(THE DATA)
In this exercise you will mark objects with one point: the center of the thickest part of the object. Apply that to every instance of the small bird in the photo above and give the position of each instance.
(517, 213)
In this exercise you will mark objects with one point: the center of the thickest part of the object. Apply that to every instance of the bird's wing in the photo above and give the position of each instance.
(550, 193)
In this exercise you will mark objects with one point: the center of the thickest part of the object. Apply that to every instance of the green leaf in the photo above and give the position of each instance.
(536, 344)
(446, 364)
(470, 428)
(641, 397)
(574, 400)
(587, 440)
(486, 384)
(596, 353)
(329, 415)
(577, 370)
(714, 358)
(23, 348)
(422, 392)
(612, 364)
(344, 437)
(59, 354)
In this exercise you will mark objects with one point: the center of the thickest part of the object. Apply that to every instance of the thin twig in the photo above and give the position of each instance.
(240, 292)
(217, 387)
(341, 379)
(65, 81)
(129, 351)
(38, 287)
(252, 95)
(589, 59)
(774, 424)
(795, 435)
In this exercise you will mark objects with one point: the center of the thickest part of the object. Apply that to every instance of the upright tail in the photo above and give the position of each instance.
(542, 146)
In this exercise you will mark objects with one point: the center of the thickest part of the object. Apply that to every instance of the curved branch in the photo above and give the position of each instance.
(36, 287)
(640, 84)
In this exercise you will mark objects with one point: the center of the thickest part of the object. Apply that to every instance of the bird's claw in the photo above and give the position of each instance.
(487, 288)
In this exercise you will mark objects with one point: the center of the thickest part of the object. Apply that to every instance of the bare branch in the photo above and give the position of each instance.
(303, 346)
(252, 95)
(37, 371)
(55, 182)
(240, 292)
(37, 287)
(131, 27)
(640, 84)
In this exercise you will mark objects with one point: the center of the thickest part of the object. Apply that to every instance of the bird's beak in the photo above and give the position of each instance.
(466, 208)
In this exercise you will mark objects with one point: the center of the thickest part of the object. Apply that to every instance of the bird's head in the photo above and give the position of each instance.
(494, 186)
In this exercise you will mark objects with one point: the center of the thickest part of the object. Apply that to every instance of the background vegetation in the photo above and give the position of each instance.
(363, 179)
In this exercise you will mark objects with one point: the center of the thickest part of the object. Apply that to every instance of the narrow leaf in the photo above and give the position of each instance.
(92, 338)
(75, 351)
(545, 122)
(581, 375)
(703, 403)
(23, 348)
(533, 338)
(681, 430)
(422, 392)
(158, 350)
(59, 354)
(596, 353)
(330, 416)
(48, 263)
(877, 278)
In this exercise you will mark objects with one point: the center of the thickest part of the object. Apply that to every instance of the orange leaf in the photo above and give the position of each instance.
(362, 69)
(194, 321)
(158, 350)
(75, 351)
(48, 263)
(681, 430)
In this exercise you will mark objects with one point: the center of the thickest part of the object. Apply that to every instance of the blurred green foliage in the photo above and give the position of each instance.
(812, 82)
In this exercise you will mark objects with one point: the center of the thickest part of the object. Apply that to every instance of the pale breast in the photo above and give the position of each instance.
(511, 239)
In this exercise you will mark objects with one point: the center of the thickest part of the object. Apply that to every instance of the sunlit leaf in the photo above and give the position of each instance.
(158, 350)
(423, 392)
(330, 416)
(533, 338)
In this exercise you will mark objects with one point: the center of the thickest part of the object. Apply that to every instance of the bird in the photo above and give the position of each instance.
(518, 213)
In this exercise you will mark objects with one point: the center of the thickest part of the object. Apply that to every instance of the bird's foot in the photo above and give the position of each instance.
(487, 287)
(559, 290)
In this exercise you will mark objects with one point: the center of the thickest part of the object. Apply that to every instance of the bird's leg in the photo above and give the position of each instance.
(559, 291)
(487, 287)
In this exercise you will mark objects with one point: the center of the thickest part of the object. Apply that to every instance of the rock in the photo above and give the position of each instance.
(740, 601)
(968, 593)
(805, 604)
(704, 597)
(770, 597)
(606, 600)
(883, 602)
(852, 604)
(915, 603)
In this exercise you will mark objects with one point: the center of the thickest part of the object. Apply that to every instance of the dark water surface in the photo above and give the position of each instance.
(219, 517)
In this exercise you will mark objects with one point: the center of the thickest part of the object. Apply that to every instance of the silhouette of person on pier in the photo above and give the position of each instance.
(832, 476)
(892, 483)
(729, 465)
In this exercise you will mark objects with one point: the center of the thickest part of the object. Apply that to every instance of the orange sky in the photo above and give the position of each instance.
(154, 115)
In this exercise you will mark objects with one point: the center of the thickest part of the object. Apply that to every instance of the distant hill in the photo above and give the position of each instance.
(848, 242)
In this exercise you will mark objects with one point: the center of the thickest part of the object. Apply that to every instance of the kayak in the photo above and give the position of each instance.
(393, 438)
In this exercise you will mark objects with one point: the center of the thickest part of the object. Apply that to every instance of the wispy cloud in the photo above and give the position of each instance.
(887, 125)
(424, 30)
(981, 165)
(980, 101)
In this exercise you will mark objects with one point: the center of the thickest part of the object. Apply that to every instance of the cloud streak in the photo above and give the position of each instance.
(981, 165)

(EXERCISE REQUIREMENTS) An exact retyping of the full listing is required.

(ANSWER TO THE EXERCISE)
In this exercise you will mark objects with one point: the center of the thickest part of the object. Apply that to every instance of the small bird in the photo above and give the position of each instance.
(517, 213)
In this exercise you will mark objects with one point: the center of the thickest part of the object. Apply that to every instance of the bird's wing in the photo above and give the position of each instance.
(550, 193)
In this exercise you will mark objects with one point: the center of the thickest part of the object. Apply that to every instance of the green leaf in the photo above and give the position of each instance.
(536, 344)
(446, 364)
(470, 428)
(641, 397)
(574, 400)
(587, 440)
(486, 384)
(596, 353)
(329, 415)
(577, 370)
(714, 358)
(23, 348)
(422, 392)
(612, 364)
(344, 437)
(59, 354)
In this exercise you will mark objects with one point: the center of the thickest part of the object. Apply that to every instance of the thin twig in the photo above and give the position of each instance.
(240, 292)
(217, 387)
(341, 379)
(65, 81)
(129, 351)
(38, 287)
(252, 95)
(589, 59)
(774, 424)
(795, 435)
In this exercise you will mark objects with one point: the center of the thickest part of the object. Apply that to every instance of the upright tail in the photo above and give the position of each instance.
(542, 146)
In this exercise you will mark objects with one point: the center of the thickest part of the object. Apply that to every instance of the curved branch in the photo above and give the position of each instance.
(36, 287)
(640, 84)
In this exercise you will mark objects with one point: the center of the thickest part of the object. Apply that to every instance of the bird's claw in the photo above and give the position of each instance.
(487, 288)
In this exercise you will mark objects with one point: the center of the thickest part of the object. Apply that to every instance of the bare branch in the photo above and give the position of each instance.
(303, 346)
(252, 95)
(37, 371)
(55, 182)
(240, 292)
(37, 287)
(131, 27)
(640, 84)
In this exercise you will mark objects with one point: the center of the thickest part of the object. Apply that to every instance of the bird's beak in the photo above and give the position of each instance.
(466, 208)
In this exercise you will mark objects with one point: the center of the thickest part of the object. Apply that to every instance of the bird's head in the photo above and give the position of each instance.
(494, 186)
In this exercise you will mark objects with one point: the center of the thickest part of the object. Apply that to every instance of the background vegetation in the photo above and give the position of each instance.
(363, 179)
In this exercise you will mark objects with one point: the center of the thickest part of the object. Apply that to every instance of the narrow leaf in the photo above and give the position of each instance.
(92, 338)
(75, 351)
(545, 122)
(581, 375)
(703, 403)
(23, 348)
(533, 338)
(681, 430)
(422, 392)
(158, 350)
(59, 354)
(596, 353)
(330, 416)
(48, 263)
(877, 278)
In this exercise you will mark objects with one point: the center of the thickest part of the object. Apply that to every instance of the orange leaf in the photo above and give the position of each instance.
(362, 69)
(194, 321)
(158, 350)
(75, 351)
(48, 263)
(681, 430)
In this exercise you will mark objects with one point: the center of the thickest part of the object. Apply that to every instance of the blurred green foliage in the photo above and give the position of each instance.
(812, 82)
In this exercise you will mark objects with one point: the center of the thickest part of the object. Apply that to every instance of the pale breast in the photo above and give the position of each instance.
(511, 239)
In this exercise you will mark objects with one point: the center of the thickest part of the object. Apply that to every instance of the sunlit leaf in the photo above and give the position of each instance.
(158, 350)
(423, 392)
(330, 416)
(533, 338)
In this exercise you will mark objects with one point: the center of the thickest part of the object. Apply that to every instance of the bird in the photo above and give the position of each instance.
(518, 213)
In this exercise you will mark objects with one point: the center of the thickest part of the object. Apply that to every instance of the bird's foot in the photo above and give the position of each instance.
(487, 287)
(559, 290)
In this exercise you will mark objects with one point: the center of the thickest part of the object. Apply that to every instance of the bird's leg in the photo above and give the position of each instance.
(559, 291)
(487, 287)
In this exercise you will mark objects with one point: the center of the thickest part of the object. Apply that to every instance of the rock in the photo above and give the position of each instance.
(740, 601)
(968, 593)
(805, 604)
(704, 597)
(770, 597)
(606, 600)
(883, 602)
(852, 604)
(915, 603)
In this exercise you will mark objects with one point: the center of the thickest part of the object. Apply that to every instance of the dark water surface in the photo above and give the position of each instance.
(219, 517)
In this exercise you will mark objects with one point: the center of the thickest part of the object. Apply that to every instance of the silhouette of person on pier in the photo above and give the position of each instance.
(832, 476)
(892, 483)
(729, 465)
In this exercise you will mark objects with one point: the center of the thickest part of the object. Apply that to every instance of the orange sky in the photo above and give the position of each instance.
(154, 115)
In this exercise you will mark objects with one point: the center of the thickest part of the object. Apply that to every instance of the distant hill in the photo above and give the position of each instance.
(848, 242)
In this exercise you will mark objects with one point: the center of the thickest part of the object. Apply that to every instance of the kayak in the photo above and give the position of each instance.
(393, 438)
In this exercise you will mark objects with one point: the center of the thickest part of the object. Apply that to every instance of the wispy cloud in the photo above and give the position of each instance.
(887, 125)
(424, 30)
(981, 165)
(980, 101)
In this exercise you will mark objects with one point: the center of the thickest part of the object. Apply that to every instance of the cloud streak in the photo above and give the position of each instance.
(981, 165)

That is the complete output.